◆ **Provided data**:
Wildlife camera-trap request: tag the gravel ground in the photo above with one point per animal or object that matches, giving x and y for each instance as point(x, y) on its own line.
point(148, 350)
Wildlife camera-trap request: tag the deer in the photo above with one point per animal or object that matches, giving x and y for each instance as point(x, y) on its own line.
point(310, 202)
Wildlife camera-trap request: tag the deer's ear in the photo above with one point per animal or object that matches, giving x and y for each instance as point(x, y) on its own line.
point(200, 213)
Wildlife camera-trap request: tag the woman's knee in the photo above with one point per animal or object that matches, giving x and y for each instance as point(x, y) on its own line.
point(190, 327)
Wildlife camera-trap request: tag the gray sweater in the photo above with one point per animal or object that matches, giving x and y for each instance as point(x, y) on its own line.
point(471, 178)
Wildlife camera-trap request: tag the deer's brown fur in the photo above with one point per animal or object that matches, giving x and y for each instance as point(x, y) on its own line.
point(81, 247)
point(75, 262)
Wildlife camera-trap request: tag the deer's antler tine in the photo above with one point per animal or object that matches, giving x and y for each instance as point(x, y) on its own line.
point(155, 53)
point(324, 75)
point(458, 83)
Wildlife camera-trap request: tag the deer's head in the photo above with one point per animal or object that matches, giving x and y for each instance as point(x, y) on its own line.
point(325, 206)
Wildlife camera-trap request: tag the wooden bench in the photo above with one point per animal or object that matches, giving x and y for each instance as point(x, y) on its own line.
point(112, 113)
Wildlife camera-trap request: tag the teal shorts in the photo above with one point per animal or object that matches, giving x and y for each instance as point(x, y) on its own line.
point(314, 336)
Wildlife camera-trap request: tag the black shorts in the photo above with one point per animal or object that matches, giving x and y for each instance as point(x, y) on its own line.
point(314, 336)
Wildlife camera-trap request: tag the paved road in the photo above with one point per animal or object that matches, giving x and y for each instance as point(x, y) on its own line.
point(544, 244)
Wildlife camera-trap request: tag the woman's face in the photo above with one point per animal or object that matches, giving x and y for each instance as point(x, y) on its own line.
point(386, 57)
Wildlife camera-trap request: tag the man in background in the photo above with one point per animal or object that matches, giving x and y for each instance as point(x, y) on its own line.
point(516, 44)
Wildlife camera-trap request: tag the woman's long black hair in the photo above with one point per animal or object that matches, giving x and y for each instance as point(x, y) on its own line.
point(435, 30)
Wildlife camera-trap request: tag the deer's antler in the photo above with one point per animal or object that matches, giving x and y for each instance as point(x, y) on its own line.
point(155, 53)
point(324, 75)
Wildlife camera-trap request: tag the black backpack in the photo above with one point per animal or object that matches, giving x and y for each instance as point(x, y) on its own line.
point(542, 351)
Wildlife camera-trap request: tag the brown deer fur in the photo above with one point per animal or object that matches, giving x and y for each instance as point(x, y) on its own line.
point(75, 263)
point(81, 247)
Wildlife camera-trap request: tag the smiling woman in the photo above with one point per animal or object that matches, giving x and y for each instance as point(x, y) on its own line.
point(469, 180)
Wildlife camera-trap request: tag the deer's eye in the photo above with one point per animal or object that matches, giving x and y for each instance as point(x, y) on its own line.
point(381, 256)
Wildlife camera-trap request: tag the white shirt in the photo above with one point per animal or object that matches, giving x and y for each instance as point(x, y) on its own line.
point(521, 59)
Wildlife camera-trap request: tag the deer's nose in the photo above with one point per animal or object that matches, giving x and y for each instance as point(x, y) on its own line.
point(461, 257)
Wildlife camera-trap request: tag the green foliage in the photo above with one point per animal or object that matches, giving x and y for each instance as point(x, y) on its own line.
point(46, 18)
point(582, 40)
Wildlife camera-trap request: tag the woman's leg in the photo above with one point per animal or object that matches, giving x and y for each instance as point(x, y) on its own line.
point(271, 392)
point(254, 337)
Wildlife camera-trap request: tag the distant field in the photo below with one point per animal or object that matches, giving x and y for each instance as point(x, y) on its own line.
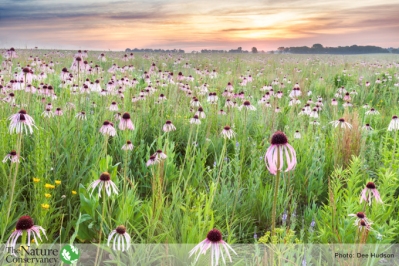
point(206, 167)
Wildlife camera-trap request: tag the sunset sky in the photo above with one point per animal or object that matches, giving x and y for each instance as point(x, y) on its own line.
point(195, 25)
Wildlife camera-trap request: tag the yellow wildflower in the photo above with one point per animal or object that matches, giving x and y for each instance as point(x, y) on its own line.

◆ **Goal**: Format as a numbered list the rows starting with the line that contains "Wildlife camera-trap request: tag the deer's head" and going on through the line that contains "point(325, 206)", with blank lines left out.

◆ **Solution to the problem**:
1. Wildlife camera-trap request: tag the deer's head in the photo above with one point per animal or object that matches, giving x and y for each instance as point(x, y) on its own line.
2. point(325, 206)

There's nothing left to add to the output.